§ SUPPLIED PASSAGE:
The International Socialists , who are not by any stretch of the imagination Black Bloc supporters published a fairly “orthodox” statement on July 3,  making the point that ultimately it will take the moment of the class to make a real difference, not little vanguardist groups like the Black Bloc. Of course the IS see that movement as being through “official” organizations like the unions or ultimately through their so-called revolutionary party. 

The Sketchy Thoughts blog from Montreal does a nice job of laying out some of the positions of the various groups who participated in the actions, and summing up their attitudes in relation to the Black Bloc’s.    

I don’t mean to conclude by suggesting in a post-modern style that no objective truth can be deduced, and that every reality only reflects the biases of the observer.  It’s unlikely a consensus will emerge, but further discussion is healthy.

Post Script

And as an afterthought, for my money,  the winner for most horrible leftist argument about June 26 and after was that of Fightback, the Canadian representatives of the International Marxist Tendency. But then look at their history.

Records
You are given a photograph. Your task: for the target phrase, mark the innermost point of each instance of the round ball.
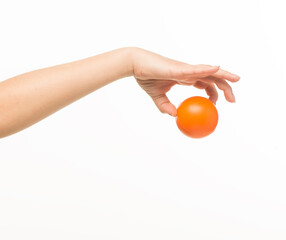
(197, 117)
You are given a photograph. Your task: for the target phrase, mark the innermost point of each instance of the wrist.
(129, 58)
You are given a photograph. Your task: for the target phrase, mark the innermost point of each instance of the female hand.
(156, 75)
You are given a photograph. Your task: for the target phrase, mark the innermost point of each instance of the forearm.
(30, 97)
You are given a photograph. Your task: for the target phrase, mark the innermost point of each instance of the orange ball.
(197, 117)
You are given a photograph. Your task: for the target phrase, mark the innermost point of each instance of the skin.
(30, 97)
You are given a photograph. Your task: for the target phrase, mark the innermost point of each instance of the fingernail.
(233, 98)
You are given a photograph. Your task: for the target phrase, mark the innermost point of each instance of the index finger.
(226, 75)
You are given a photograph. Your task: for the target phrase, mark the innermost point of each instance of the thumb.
(164, 105)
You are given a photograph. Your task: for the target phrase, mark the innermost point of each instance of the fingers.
(195, 71)
(164, 105)
(209, 88)
(226, 75)
(222, 85)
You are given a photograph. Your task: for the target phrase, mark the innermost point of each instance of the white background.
(111, 166)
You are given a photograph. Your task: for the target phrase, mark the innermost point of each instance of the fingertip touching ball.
(197, 117)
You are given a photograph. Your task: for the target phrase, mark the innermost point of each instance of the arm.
(30, 97)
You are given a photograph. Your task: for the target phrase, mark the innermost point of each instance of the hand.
(156, 75)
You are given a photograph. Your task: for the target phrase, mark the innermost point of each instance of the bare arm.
(30, 97)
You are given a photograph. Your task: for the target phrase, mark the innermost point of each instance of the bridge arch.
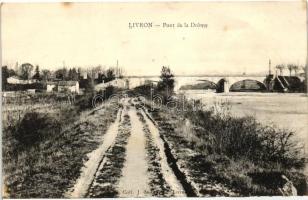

§ YOUR TASKS:
• A. Could you pull out, word for word, the part of the Black Bloc passage that opens with the words containing "Post Script" and closes with "at their history."?
• B. How would you extend the Black Bloc passage beyond its closing line, "But then look at their history."? Write the next few sentences.

§ EXPECTED OUTPUTS:
• A.
Post Script

And as an afterthought, for my money,  the winner for most horrible leftist argument about June 26 and after was that of Fightback, the Canadian representatives of the International Marxist Tendency. But then look at their history.

• B.
In the famous poll tax riot in London in 1990, the Militant tendency, the UK relatives of Fightback, initially offered to assist the police in identifying those demonstrators engaged in the violence. Militant later “clarified”  their stance to explain they hadn’t really meant that at all. Uh huh.

On June 30, Fightback  issued a statement arguing that the Black Bloc were not part of “our moment,” there was no difference between the Bloc and agent provocateurs, and that some of the Bloc were likely cops. It’s a particularly loathsome tactic, and one offered without any evidence:. Don’t like someone? Suggest they’re a cop.

Fightback also distinguishes itself on the left by arguing that cops are part of the working class.  But hold on, if cops are workers in uniform, and the Black Bloc were cops, then the Black Bloc were workers out of uniform … no, wait, I’m confused. Dreadful, simply dreadful.